Exercise: Copy the complete listing exactly as shown.

• • • • •

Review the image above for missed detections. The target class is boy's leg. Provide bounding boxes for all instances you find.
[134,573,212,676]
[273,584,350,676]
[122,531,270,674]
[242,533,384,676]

• • • • •

Answer to the problem:
Review the image above for missed detections. The target class is boy's leg. Provide bounding boxes for all instances you find.
[134,573,212,676]
[273,584,350,676]
[122,531,270,674]
[242,533,384,676]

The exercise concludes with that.